Input for this task:
════
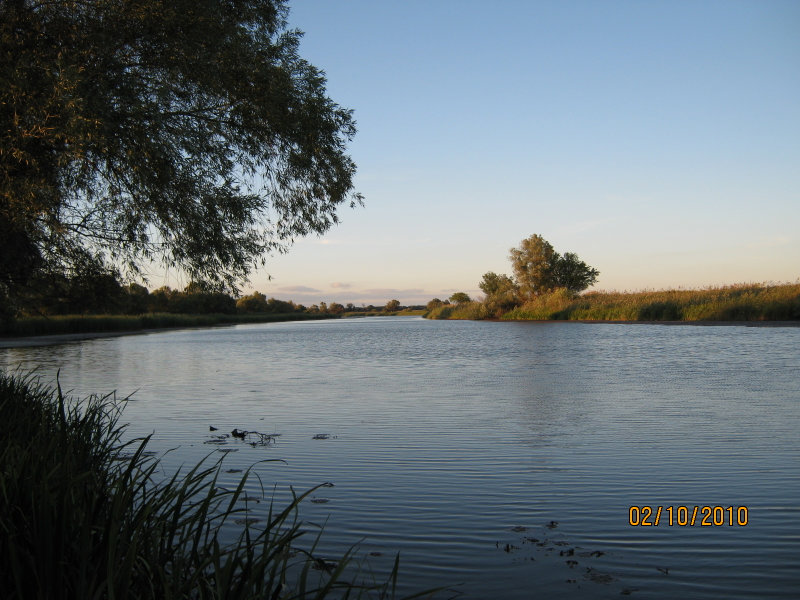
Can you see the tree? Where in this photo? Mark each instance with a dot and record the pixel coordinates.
(539, 269)
(574, 274)
(501, 292)
(188, 132)
(460, 298)
(434, 303)
(534, 265)
(493, 284)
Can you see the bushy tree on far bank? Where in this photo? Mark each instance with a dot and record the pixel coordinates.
(502, 294)
(460, 298)
(539, 269)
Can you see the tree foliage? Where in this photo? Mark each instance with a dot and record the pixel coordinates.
(502, 293)
(187, 132)
(539, 269)
(460, 298)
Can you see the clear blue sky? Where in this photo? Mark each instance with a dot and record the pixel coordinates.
(659, 140)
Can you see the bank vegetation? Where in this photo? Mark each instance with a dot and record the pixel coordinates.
(741, 302)
(84, 514)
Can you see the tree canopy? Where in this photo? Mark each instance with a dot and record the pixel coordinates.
(186, 132)
(538, 268)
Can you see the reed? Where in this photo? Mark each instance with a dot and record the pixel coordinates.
(85, 515)
(742, 302)
(65, 324)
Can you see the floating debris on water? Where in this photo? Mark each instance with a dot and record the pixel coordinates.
(320, 564)
(596, 576)
(255, 438)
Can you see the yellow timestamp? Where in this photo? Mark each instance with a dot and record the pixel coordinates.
(682, 516)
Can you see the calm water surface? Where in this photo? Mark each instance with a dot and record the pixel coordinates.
(458, 444)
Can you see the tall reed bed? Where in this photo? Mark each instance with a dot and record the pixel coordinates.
(62, 324)
(465, 311)
(744, 302)
(85, 516)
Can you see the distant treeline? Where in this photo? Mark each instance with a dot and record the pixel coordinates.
(97, 302)
(742, 302)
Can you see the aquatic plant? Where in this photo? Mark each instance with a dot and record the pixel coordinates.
(84, 514)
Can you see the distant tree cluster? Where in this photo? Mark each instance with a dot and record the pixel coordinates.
(538, 269)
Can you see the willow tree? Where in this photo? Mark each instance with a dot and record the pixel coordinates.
(186, 132)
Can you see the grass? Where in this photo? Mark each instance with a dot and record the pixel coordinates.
(84, 515)
(465, 311)
(63, 324)
(743, 302)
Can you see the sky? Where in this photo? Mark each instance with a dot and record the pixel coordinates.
(658, 140)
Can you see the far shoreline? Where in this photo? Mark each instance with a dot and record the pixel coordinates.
(64, 338)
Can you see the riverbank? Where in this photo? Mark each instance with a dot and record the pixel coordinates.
(82, 517)
(76, 327)
(749, 303)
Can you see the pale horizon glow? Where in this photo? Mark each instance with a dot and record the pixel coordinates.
(659, 141)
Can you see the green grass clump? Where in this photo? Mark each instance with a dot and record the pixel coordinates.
(84, 515)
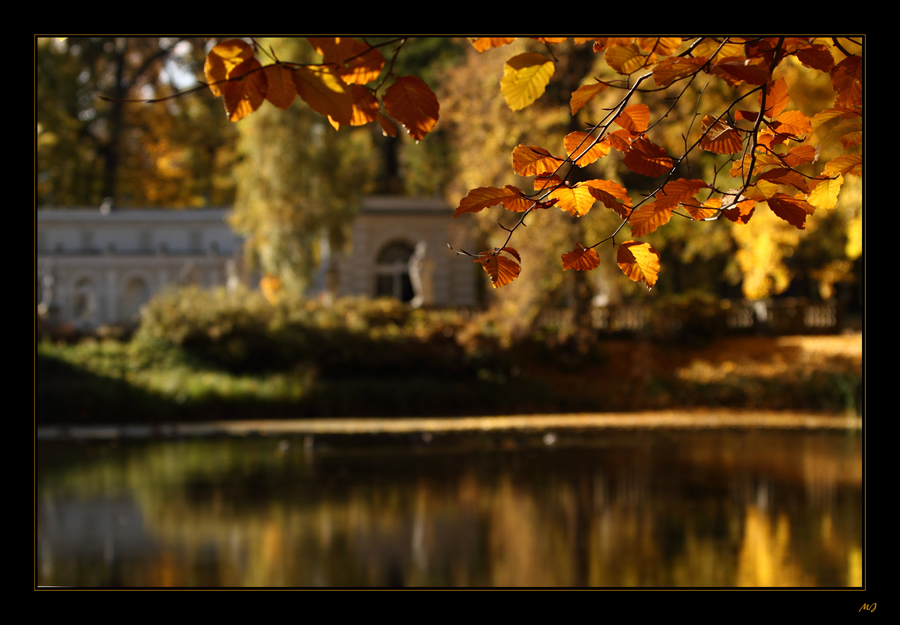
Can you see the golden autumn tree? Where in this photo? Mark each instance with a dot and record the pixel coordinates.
(709, 130)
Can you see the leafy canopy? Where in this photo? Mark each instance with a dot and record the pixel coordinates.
(770, 149)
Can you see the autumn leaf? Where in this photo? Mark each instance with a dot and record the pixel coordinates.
(639, 261)
(585, 94)
(576, 201)
(792, 123)
(486, 43)
(247, 93)
(325, 92)
(354, 61)
(530, 160)
(581, 259)
(628, 59)
(478, 199)
(660, 45)
(525, 77)
(825, 192)
(846, 79)
(671, 69)
(793, 210)
(776, 98)
(736, 70)
(647, 159)
(719, 137)
(610, 193)
(741, 212)
(635, 118)
(280, 89)
(223, 58)
(581, 148)
(412, 103)
(705, 210)
(365, 106)
(500, 268)
(388, 129)
(846, 165)
(648, 218)
(816, 56)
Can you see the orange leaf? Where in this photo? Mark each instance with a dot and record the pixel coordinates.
(647, 159)
(776, 98)
(792, 123)
(639, 261)
(576, 201)
(816, 56)
(629, 58)
(581, 259)
(792, 209)
(825, 192)
(247, 93)
(388, 129)
(223, 58)
(585, 94)
(485, 43)
(846, 79)
(501, 269)
(412, 103)
(719, 137)
(485, 197)
(659, 45)
(736, 70)
(325, 92)
(635, 118)
(354, 61)
(648, 218)
(280, 89)
(609, 193)
(580, 149)
(671, 69)
(525, 77)
(845, 165)
(365, 106)
(741, 212)
(530, 160)
(705, 210)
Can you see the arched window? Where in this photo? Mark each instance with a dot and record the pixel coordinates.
(136, 295)
(83, 303)
(392, 271)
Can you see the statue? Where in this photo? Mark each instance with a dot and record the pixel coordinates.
(421, 269)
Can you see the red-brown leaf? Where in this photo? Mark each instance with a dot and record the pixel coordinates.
(581, 259)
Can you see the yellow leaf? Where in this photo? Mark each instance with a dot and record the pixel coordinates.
(500, 268)
(223, 58)
(585, 94)
(576, 201)
(581, 148)
(412, 103)
(280, 89)
(639, 261)
(247, 93)
(530, 160)
(325, 92)
(485, 43)
(525, 77)
(824, 194)
(581, 259)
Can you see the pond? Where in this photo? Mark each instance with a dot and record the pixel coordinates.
(609, 509)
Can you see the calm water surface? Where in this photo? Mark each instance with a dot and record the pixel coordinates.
(607, 509)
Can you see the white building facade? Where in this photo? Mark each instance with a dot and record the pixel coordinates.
(98, 267)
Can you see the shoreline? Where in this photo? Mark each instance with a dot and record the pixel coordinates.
(695, 419)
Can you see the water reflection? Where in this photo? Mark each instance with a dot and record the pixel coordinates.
(694, 509)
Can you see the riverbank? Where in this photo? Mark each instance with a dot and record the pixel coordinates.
(104, 382)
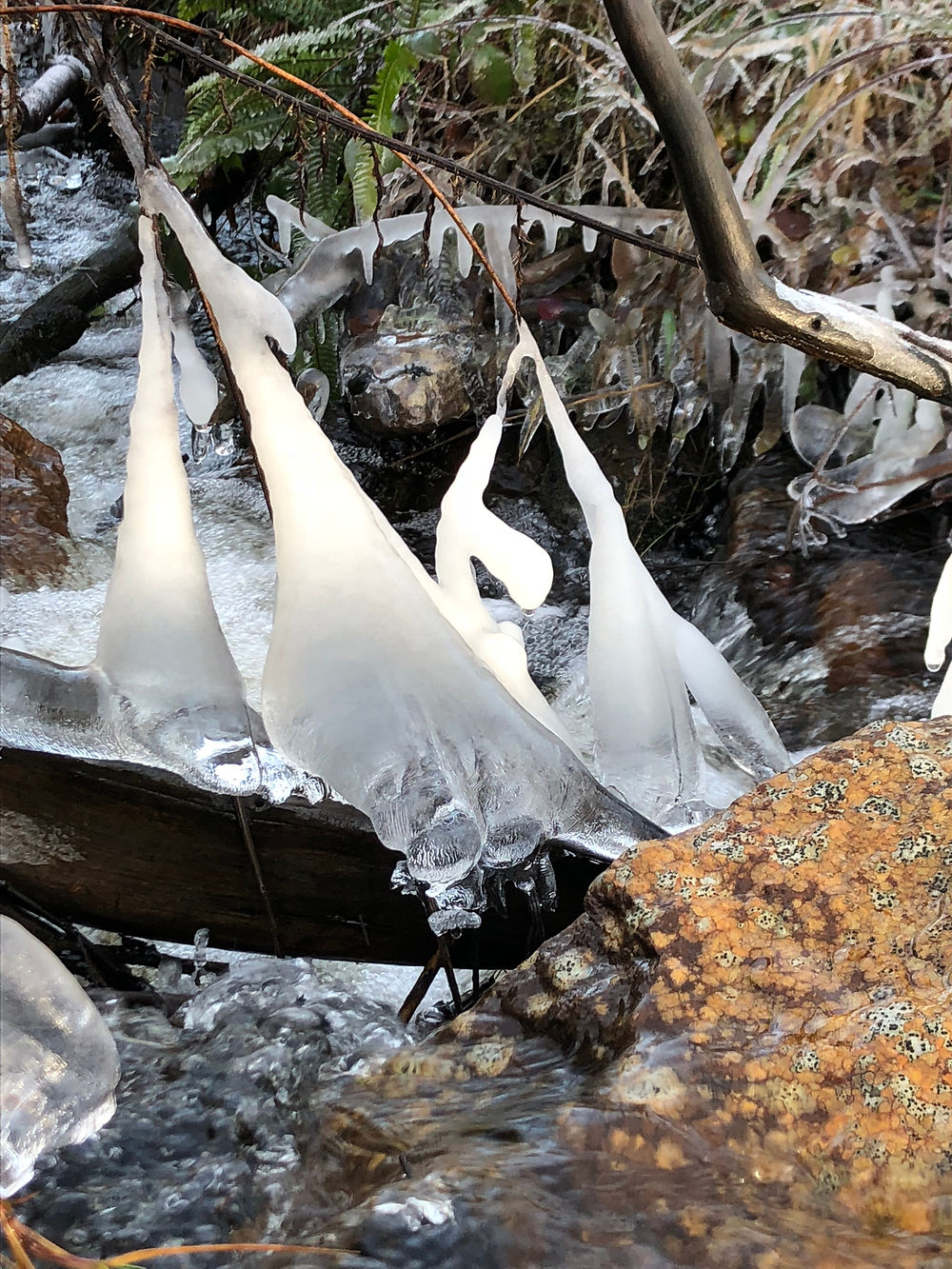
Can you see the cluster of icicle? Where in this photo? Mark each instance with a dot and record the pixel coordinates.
(396, 689)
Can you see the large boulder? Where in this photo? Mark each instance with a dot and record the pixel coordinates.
(741, 1055)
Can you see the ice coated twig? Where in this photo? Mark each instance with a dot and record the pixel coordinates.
(940, 639)
(739, 290)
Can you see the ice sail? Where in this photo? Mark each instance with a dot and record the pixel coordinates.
(642, 655)
(467, 529)
(164, 689)
(57, 1059)
(940, 639)
(367, 683)
(174, 681)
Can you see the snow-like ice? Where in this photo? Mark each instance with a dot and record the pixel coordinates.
(163, 689)
(642, 655)
(367, 681)
(940, 639)
(59, 1061)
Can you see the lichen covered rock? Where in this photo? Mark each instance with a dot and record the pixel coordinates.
(760, 1020)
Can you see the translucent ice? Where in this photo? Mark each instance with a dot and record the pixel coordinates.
(368, 682)
(59, 1061)
(940, 639)
(163, 689)
(643, 658)
(467, 529)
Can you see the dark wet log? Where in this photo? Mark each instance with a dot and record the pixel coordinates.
(55, 321)
(65, 79)
(143, 853)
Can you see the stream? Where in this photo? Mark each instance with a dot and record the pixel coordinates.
(244, 1107)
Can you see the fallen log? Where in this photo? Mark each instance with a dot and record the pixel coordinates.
(143, 853)
(59, 317)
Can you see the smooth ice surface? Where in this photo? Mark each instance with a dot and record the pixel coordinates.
(59, 1061)
(160, 644)
(940, 639)
(367, 681)
(467, 529)
(642, 654)
(164, 688)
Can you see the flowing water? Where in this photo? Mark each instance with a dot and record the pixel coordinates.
(247, 1112)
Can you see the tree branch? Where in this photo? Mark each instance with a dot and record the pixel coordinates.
(741, 293)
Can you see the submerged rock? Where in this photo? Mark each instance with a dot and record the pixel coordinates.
(34, 491)
(758, 1016)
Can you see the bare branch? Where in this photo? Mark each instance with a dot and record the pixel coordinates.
(739, 290)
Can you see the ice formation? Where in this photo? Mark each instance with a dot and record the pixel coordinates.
(467, 529)
(940, 639)
(643, 658)
(163, 689)
(334, 262)
(57, 1059)
(368, 681)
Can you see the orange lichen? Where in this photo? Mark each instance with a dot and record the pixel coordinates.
(761, 1013)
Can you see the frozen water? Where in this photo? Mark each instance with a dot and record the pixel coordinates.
(940, 640)
(367, 681)
(175, 685)
(164, 688)
(59, 1060)
(334, 262)
(642, 654)
(468, 529)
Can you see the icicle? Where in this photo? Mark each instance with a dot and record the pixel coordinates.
(160, 644)
(642, 652)
(59, 1060)
(289, 217)
(468, 529)
(366, 682)
(645, 740)
(940, 639)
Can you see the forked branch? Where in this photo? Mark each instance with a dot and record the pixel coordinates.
(741, 293)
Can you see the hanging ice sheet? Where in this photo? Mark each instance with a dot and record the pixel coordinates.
(643, 656)
(164, 689)
(368, 682)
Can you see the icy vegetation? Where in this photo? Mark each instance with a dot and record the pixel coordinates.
(59, 1061)
(643, 658)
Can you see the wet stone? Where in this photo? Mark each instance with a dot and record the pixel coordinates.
(749, 1067)
(33, 532)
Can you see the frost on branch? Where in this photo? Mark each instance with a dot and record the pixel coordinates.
(59, 1060)
(368, 681)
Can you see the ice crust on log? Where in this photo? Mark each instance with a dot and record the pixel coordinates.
(368, 682)
(57, 1060)
(940, 639)
(642, 656)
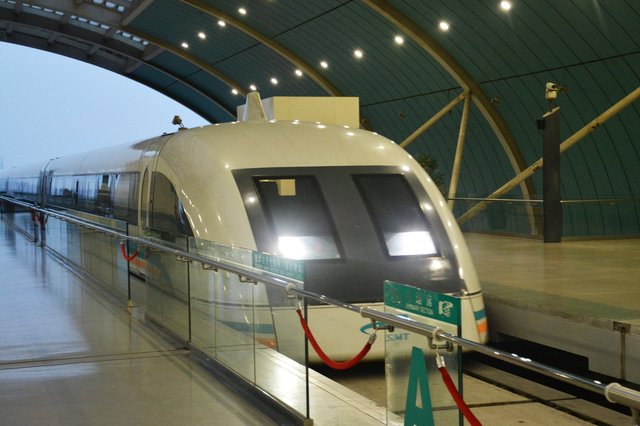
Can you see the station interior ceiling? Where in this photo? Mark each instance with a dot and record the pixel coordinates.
(406, 61)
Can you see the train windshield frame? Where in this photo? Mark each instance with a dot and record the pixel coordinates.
(298, 217)
(400, 222)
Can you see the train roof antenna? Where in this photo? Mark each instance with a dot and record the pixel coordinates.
(253, 110)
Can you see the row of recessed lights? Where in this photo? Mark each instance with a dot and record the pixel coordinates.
(443, 25)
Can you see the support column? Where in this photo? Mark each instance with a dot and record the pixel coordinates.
(551, 176)
(455, 173)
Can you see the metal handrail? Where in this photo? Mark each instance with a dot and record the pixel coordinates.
(520, 200)
(614, 392)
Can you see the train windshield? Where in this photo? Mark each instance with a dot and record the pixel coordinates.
(397, 215)
(298, 217)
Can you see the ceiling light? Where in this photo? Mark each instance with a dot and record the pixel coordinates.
(506, 5)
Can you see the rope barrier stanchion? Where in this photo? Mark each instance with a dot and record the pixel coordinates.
(331, 363)
(124, 252)
(451, 387)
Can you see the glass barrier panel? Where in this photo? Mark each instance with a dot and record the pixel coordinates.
(280, 347)
(250, 327)
(223, 315)
(20, 219)
(416, 392)
(167, 280)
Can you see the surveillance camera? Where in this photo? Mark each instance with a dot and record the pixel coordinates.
(551, 91)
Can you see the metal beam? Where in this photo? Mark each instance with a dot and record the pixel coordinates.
(87, 10)
(455, 172)
(568, 143)
(269, 42)
(482, 102)
(433, 120)
(189, 58)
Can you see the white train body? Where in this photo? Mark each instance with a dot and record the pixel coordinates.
(241, 184)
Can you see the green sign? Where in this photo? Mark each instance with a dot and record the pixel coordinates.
(278, 265)
(422, 302)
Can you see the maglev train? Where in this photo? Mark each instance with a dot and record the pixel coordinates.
(351, 204)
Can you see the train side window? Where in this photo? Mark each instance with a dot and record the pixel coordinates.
(298, 217)
(394, 208)
(123, 201)
(167, 213)
(144, 199)
(104, 195)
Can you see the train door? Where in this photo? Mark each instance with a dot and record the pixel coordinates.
(145, 196)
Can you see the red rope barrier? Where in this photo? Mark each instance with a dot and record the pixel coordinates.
(333, 364)
(124, 253)
(466, 412)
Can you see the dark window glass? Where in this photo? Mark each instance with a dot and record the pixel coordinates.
(124, 199)
(144, 199)
(103, 206)
(397, 215)
(167, 212)
(298, 217)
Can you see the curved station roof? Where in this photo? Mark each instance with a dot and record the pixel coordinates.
(429, 75)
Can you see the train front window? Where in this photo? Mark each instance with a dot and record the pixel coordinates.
(397, 215)
(298, 217)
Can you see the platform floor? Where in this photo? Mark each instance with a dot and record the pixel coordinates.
(70, 355)
(573, 295)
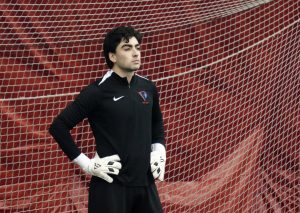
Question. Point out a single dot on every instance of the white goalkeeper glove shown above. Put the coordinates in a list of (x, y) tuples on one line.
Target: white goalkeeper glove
[(100, 167), (158, 161)]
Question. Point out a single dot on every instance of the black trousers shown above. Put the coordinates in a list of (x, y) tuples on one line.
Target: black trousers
[(116, 198)]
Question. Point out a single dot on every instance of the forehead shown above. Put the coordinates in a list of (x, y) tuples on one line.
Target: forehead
[(132, 41)]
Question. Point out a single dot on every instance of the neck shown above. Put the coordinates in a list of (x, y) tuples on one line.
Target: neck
[(123, 74)]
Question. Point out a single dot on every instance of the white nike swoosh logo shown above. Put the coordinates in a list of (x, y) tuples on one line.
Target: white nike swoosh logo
[(116, 99)]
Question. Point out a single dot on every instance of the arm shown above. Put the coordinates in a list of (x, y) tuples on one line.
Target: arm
[(158, 154), (74, 113)]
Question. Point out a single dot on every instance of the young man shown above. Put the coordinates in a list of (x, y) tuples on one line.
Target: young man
[(124, 114)]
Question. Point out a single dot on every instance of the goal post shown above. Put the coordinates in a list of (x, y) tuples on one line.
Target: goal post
[(228, 78)]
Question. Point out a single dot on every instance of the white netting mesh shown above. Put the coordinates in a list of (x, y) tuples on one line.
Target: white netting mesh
[(228, 76)]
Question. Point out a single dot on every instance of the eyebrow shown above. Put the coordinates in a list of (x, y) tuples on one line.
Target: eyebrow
[(130, 45)]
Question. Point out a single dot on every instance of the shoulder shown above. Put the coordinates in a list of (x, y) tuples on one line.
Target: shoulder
[(145, 80)]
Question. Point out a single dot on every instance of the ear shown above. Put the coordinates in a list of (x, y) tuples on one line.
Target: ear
[(112, 57)]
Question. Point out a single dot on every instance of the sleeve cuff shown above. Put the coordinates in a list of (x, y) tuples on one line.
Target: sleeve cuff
[(82, 160), (160, 148)]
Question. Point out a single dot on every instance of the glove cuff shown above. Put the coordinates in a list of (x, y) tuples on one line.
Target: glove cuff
[(83, 161)]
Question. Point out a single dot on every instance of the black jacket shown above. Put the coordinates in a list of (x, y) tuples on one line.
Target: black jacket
[(125, 120)]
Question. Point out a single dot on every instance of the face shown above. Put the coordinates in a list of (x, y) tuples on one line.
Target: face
[(127, 57)]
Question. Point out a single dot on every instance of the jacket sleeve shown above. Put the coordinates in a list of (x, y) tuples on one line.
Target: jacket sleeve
[(67, 119), (158, 135)]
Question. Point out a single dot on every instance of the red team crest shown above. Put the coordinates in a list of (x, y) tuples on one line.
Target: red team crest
[(144, 95)]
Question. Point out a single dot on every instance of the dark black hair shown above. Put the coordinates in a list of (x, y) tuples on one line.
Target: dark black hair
[(114, 37)]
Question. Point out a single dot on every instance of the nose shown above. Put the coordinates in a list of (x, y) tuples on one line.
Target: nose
[(135, 52)]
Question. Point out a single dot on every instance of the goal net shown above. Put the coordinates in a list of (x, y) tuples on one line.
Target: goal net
[(228, 76)]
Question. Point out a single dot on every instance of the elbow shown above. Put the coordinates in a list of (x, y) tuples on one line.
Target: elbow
[(53, 127)]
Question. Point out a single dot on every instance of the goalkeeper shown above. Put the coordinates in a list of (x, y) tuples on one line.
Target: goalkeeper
[(123, 111)]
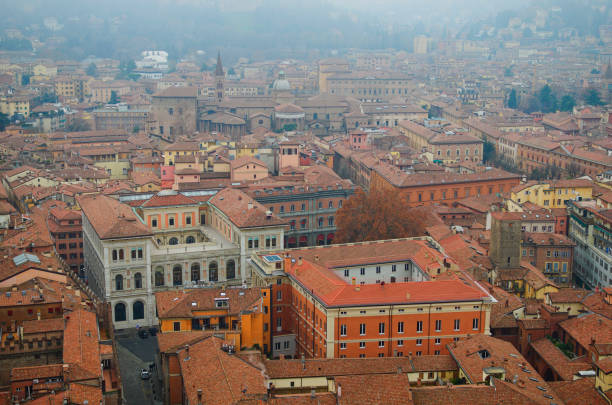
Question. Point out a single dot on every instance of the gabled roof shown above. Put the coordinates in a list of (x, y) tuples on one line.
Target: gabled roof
[(242, 210), (110, 218)]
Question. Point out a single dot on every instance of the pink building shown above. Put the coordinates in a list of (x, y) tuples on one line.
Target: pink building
[(248, 168), (358, 140), (167, 176)]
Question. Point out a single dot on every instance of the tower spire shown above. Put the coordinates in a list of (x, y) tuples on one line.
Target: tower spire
[(219, 69)]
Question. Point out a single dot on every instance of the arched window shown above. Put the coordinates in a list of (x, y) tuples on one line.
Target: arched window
[(213, 271), (118, 282), (120, 312), (230, 270), (138, 280), (138, 310), (195, 272), (159, 278), (177, 275)]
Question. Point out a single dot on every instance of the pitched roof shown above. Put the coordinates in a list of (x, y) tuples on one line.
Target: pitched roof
[(168, 198), (110, 218), (356, 366), (374, 389), (182, 303), (578, 392), (242, 210), (223, 378), (587, 328), (479, 352)]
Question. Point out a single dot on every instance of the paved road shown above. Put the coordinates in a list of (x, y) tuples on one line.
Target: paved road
[(134, 355)]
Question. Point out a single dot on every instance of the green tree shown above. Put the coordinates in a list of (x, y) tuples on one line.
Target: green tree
[(548, 100), (512, 100), (114, 98), (591, 97), (77, 125), (4, 122), (567, 103), (92, 70)]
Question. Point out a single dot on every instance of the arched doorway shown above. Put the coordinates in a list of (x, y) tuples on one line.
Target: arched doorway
[(137, 280), (195, 273), (118, 282), (291, 242), (230, 270), (138, 310), (120, 313), (159, 277), (213, 271), (177, 275)]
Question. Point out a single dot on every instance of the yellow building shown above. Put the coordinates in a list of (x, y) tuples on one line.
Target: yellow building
[(171, 151), (241, 313), (11, 105), (554, 194), (603, 381)]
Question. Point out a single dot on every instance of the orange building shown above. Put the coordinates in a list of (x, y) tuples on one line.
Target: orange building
[(242, 314), (441, 188), (371, 299)]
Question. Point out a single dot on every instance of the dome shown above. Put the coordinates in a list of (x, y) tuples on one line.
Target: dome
[(281, 83)]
════
What the task asks:
Set down word for word the lines above from the one with "Can you see the train front" up to and including the one with "the white goalkeeper". Omit every picture.

Reply:
Can you see the train front window? Where in this photo? Mark each instance with a dot and record the pixel coordinates.
(397, 215)
(298, 217)
Can you see the platform floor? Where in this photo? Mark each instance with a dot and record the pixel coordinates.
(70, 355)
(573, 295)
Question. Point out a single dot on every instance of the white goalkeeper glove shown above. Put the coordinates in a list of (x, y) tuples on one line.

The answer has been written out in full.